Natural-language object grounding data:
---+---
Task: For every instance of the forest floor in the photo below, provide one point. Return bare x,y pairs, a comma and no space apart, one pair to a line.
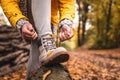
86,64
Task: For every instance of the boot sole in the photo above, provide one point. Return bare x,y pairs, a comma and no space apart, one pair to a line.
57,58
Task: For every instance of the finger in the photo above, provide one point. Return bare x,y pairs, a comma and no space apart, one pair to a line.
34,36
63,37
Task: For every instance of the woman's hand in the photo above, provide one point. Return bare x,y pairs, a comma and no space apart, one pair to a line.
66,33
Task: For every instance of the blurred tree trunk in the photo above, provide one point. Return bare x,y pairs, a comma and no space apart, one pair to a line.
82,13
108,23
79,9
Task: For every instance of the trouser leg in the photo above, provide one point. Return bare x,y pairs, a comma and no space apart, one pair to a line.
33,61
41,11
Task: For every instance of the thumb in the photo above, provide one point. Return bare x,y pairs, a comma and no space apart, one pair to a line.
30,28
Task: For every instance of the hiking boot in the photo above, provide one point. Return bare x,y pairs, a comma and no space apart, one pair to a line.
50,54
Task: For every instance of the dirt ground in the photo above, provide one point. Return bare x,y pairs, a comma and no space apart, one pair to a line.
86,64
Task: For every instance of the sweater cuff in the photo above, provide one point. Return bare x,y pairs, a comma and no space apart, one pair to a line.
65,22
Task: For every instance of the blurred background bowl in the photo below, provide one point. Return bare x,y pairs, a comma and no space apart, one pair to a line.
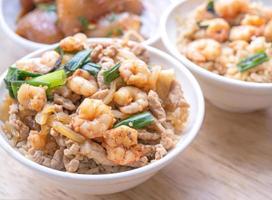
225,93
9,10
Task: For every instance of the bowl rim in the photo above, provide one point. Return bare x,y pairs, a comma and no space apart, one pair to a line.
145,169
36,45
194,67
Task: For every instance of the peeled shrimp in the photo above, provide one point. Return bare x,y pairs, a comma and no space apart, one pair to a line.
82,83
39,65
135,72
131,99
121,145
73,43
231,8
31,97
245,33
218,29
253,20
268,31
93,118
203,50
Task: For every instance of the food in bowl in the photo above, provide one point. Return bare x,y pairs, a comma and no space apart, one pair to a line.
231,38
48,21
93,108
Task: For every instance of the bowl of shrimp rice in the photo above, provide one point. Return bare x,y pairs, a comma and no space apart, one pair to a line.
227,45
98,115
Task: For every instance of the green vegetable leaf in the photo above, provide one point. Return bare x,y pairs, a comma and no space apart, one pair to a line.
210,7
48,7
15,74
252,61
77,61
52,80
137,121
112,73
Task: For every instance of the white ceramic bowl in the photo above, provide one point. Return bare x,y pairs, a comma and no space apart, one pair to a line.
109,183
10,9
229,94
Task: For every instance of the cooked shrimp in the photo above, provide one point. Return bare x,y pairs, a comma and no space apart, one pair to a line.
31,97
82,83
131,99
231,8
93,118
135,72
203,50
73,43
268,31
218,29
39,65
245,32
253,20
50,58
121,145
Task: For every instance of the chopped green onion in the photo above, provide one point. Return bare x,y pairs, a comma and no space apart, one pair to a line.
15,85
252,61
48,7
210,7
52,80
77,61
92,68
137,121
112,73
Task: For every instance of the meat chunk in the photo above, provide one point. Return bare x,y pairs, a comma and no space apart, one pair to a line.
175,97
39,26
155,106
69,11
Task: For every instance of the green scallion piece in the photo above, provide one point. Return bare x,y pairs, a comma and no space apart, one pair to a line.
138,121
210,7
112,73
92,68
77,61
252,61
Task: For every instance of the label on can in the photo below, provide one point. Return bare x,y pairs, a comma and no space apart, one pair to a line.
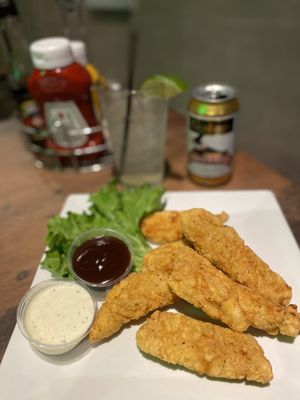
211,143
66,123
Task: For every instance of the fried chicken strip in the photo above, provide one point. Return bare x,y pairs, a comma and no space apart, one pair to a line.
165,226
203,347
133,297
197,281
223,247
162,258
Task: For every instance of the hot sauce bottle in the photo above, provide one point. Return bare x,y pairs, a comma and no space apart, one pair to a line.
62,89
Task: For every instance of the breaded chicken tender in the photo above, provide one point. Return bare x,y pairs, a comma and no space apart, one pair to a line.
197,281
165,226
162,227
223,247
133,297
203,347
162,258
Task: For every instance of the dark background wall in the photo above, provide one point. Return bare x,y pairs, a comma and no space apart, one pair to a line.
254,46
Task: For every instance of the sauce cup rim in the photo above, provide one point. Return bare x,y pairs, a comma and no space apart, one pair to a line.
31,293
93,233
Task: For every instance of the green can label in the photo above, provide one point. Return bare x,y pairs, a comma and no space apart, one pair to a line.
211,146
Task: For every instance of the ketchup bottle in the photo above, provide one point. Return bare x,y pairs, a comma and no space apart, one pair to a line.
62,89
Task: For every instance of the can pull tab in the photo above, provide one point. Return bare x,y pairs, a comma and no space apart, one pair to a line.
217,94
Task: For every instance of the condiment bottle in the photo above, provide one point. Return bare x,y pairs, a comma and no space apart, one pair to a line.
79,54
62,90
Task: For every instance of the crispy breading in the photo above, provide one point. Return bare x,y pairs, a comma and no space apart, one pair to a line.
133,297
197,281
162,258
165,226
223,247
203,347
162,227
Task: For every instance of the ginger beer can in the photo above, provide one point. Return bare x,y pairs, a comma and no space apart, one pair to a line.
212,116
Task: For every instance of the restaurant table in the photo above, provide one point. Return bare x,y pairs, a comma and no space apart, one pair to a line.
30,196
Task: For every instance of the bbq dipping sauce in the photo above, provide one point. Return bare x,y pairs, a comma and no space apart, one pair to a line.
100,258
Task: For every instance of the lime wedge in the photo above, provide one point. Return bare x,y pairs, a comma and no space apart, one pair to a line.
163,86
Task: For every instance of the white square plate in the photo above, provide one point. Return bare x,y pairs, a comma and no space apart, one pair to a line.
117,370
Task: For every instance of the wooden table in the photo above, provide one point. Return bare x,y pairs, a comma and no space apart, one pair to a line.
30,196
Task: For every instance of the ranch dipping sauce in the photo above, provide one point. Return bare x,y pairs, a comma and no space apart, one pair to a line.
56,315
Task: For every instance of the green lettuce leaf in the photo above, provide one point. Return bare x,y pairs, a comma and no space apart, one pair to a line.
121,210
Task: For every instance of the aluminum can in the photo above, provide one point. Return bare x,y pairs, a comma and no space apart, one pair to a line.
212,117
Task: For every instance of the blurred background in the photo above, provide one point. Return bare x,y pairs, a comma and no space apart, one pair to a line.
253,46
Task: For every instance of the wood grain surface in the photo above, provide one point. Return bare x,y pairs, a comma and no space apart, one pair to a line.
30,196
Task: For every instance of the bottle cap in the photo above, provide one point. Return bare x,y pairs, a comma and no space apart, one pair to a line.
7,9
53,52
79,51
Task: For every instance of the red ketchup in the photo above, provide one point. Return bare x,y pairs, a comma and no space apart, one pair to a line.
62,89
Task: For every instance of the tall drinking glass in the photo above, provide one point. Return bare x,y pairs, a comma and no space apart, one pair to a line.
136,125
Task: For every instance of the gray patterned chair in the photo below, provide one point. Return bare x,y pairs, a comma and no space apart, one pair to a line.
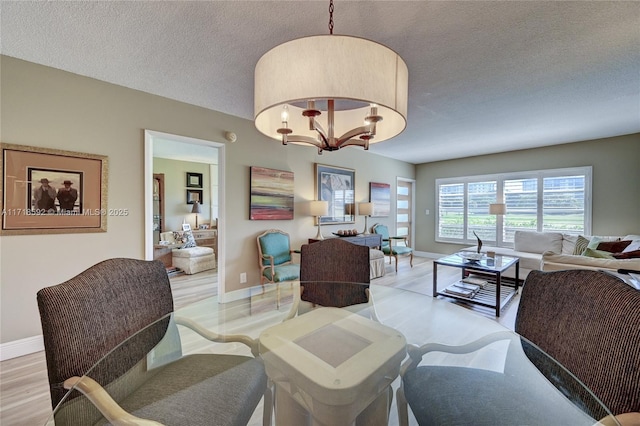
86,318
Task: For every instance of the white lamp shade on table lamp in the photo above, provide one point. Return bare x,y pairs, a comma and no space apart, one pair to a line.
196,209
366,210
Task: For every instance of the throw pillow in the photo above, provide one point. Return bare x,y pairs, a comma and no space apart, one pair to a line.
635,245
190,241
635,254
597,254
594,241
581,245
613,246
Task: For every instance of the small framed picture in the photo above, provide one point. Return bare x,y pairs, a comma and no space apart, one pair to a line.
194,195
194,180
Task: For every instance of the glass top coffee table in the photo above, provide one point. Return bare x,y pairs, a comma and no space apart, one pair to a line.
487,289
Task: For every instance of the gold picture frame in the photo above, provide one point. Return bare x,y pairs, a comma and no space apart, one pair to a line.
33,198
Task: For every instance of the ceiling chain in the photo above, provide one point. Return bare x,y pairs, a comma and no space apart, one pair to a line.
330,16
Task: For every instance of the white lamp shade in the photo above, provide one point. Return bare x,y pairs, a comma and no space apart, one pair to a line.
331,67
318,208
497,208
365,209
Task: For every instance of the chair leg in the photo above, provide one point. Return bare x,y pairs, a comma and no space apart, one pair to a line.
267,412
403,414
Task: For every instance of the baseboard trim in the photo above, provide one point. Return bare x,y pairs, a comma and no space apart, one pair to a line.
428,254
21,347
234,295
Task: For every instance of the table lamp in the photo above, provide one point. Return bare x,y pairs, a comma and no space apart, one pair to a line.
366,210
318,209
196,209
---+---
### About this exercise
Reproduce exactly, with nothing added, the lines from the one that contains "Task: For every instance of the white lamp shade on" to the end of the data.

### Exercise result
Task: For every instance of the white lamp shade on table lamp in the photo above, provide one point. Return bare x,y pairs, a comma and no space apart, one pair to a line.
196,209
366,210
Task: For every instance of the throw pillow in the photo above, provide one point. Return bare x,y pairs, a comma and no space apart, one pair to a line.
635,245
190,241
635,254
597,254
594,241
581,245
613,246
Task: For every instance of the small framed picture in the photo above, provide one point. Return bare x,y pairs, a comma and no space apart, one pair to a line.
194,195
194,180
Task: For every instance of the glass top coffee table in the photo above, provide one point. Return bare x,y pairs, a comma and no space apart, one pair to a line.
487,289
Task: For every instance of the gold picture frame in the photo above, provide one point. Return bare x,y pairs, a comma and no space apart, one pair to a line.
33,198
Task: For every instance of the ceiling chain in the photo above, provide one point. Return bare x,y pairs, a comma and no space apart, one pair to a line.
330,16
Task: For every instance of the white lamp shade in the photo above, provide one point. Return bare x,y pairs, a comma and no space apart, one pair to a line.
331,67
318,208
497,208
365,209
Task: For every instance of the chair leg in the photo above, provide one point. Return bare x,y pairs, a comma and no space apart, one pair to a line.
267,412
403,414
Task: For every instance of the baseboard trim in the photo above, provide one point. Return bare x,y pairs, a comma and no space apart, one pair to a line.
428,254
21,347
234,295
Task: For every instance of the table lamp in the photo above, provide one point. Return bare x,y pairs, a comma and no space apart, one pair to a line.
366,210
318,209
196,209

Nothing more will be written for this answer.